ただ、これは我々おとなでもたいへんさがちょっと想像できます。

未知の外国語(例えばスワヒリ語でもタガログ語でもいいでしょう)、誰にも教わらずこれを相当聞いてもわかるようになるでしょうか?単語の区切りすらわからないはずです。

 

 一方、そうなのかと思うような検証結果も載っています。

15か月くらいになると赤ちゃんでも助詞を聞き取れるようになり、「誰か来た」というように助詞を省略しても意味が通じる、ということまで理解するそうです。

 

ここらへんの章がおもしろい。 


 母語以外の外国語の習得についても書かれてあり、幼児から英語教育を始めることには賛否両論あるが著者は必ずしも効果があるとは言えない、母語の発達が遅れる可能性もある、と言っています。

 

最近こんなことがありました。

コンビニの駐車場で休憩していたとき、近くにいた女子中学生らしき2人の会話が聞こえてきました。


どうも英語の授業が話題のようで、一人が「教科書にgirlって書いてあるけど、先生の発音ガールって聞こえへん。○○○って言ってた」

------------------------

▶ _記述課題 1_: 本文で名前が挙がっている具体的な言語をすべて挙げてください。

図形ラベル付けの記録
------------------------

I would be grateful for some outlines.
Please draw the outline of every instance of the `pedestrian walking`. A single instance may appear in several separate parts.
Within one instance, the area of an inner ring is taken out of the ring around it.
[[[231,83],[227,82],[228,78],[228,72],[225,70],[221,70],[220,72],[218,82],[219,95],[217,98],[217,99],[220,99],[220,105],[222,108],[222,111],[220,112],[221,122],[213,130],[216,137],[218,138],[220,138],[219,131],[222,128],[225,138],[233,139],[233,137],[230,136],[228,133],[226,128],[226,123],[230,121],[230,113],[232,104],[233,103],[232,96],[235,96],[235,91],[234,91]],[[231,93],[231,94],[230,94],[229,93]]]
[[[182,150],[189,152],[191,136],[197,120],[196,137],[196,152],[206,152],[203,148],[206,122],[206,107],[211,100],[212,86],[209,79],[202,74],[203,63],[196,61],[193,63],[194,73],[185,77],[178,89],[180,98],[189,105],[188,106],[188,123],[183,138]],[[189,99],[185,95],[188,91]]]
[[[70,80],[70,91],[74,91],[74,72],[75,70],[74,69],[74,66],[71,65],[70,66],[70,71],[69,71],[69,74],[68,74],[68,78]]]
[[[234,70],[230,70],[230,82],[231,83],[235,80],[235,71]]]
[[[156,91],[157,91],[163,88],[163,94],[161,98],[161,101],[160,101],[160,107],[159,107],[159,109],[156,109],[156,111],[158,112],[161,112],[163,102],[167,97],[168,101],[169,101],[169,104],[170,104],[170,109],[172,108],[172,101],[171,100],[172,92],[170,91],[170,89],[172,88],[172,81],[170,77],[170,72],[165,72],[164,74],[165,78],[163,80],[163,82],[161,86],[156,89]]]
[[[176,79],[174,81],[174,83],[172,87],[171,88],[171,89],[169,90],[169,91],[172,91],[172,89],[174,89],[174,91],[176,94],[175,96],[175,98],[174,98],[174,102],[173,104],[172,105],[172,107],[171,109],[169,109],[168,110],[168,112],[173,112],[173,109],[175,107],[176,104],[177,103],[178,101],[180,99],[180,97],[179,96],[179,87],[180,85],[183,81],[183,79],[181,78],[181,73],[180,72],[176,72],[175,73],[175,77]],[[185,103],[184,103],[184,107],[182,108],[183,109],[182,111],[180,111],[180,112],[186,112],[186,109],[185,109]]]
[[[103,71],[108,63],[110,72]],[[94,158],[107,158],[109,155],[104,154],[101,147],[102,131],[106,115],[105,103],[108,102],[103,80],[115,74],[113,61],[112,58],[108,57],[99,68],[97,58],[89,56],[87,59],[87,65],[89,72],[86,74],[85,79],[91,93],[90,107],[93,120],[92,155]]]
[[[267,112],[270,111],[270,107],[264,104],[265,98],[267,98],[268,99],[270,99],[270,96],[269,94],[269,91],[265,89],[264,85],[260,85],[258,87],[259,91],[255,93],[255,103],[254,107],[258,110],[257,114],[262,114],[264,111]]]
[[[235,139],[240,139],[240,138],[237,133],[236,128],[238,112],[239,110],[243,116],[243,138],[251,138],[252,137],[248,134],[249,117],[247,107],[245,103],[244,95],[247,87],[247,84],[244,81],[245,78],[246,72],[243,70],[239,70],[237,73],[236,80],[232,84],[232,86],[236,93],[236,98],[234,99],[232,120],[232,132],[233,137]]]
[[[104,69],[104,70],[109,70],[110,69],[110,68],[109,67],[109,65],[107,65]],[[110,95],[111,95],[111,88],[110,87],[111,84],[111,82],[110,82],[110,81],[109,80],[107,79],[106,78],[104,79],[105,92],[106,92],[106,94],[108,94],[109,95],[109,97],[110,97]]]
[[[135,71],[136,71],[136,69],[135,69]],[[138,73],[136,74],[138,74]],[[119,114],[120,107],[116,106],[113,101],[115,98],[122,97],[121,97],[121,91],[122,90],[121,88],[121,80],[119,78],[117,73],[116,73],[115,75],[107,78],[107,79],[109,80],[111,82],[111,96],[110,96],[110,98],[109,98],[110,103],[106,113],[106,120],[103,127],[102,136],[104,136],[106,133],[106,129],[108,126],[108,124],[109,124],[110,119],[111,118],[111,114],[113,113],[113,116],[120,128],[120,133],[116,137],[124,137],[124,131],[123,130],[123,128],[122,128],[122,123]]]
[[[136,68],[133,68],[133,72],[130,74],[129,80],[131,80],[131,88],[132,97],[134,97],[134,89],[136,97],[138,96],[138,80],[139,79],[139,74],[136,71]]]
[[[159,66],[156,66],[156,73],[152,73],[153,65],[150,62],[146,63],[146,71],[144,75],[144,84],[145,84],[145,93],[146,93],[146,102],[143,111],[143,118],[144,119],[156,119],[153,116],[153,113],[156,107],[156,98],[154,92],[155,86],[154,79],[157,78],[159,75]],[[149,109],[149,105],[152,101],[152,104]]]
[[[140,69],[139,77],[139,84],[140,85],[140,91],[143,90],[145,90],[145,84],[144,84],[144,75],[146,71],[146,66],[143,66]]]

------------------------

▶ _記述課題 2_: 記録の最初の行から「Within one instance, the」を含む行までを、両端の行も含めてそのまま繰り返してください。

▶ _正解 1_: スワヒリ語、タガログ語、英語の三つです。

▶ _正解 2_:
I would be grateful for some outlines.
Please draw the outline of every instance of the `pedestrian walking`. A single instance may appear in several separate parts.
Within one instance, the area of an inner ring is taken out of the ring around it.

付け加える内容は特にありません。